Source
◆ ◆ ◆ ◆ ◆ ◆ ◆

Re: fread multiple files
Re: fread multiple files
- Subject: Re: fread multiple files
- From: Tomasz Koziara <email@hidden>
- Date: Sat, 26 Sep 2009 19:06:30 +0100
Thanks again for all replies
In fact one of my "optimization scenarios" was to open the N file
triplets (data, index, label) in N threads. I think I will try it. The
biggest bottleneck though seems to be the fact that XDR implementation
uses fread internally and does not seem to buffer the red data too
well. All my reading and writing goes through XDR calls hence, I don
have control over the internal handling for file stream. I can still
see some space for improvement as XDR stream can be attached to a
memory block, which I could prior read in one go - this though depends
on whether the stream "positions" returned by xdr_getpos are actually
absolute byte positions in a memory block or something else.
Tomek
On 25 Sep 2009, at 22:21, Terry Lambert wrote:
You could definitely be doing your three I/Os concurrently instead
of serailly, assuming the index data is not needed to drive the I/O,
at which point you could do your index I/O concurrently and then do
your data file I/O after that (semiserially, in other words).
But if you arranged your code to do the first index read up front
before going into the loop, you could do your *next* index reads
concurrently with your data I/O for your current indices.

◆ ◆ ◆ ◆ ◆ ◆ ◆

What the task requires
Copy the post about fread multiple files, beginning at the words "But if you arranged" and stopping after "your current indices.", and swap "concurrently" for "in parallel" wherever it appears.

Information provided
◆ ◆ ◆ ◆ ◆ ◆ ◆

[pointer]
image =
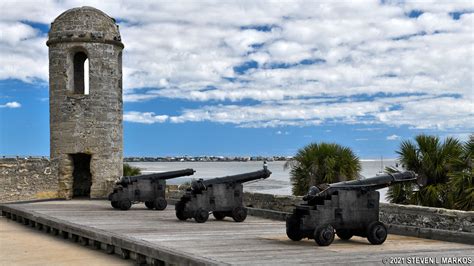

◆ ◆ ◆ ◆ ◆ ◆ ◆

Output of the task
But if you arranged your code to do the first index read up front
before going into the loop, you could do your *next* index reads
in parallel with your data I/O for your current indices.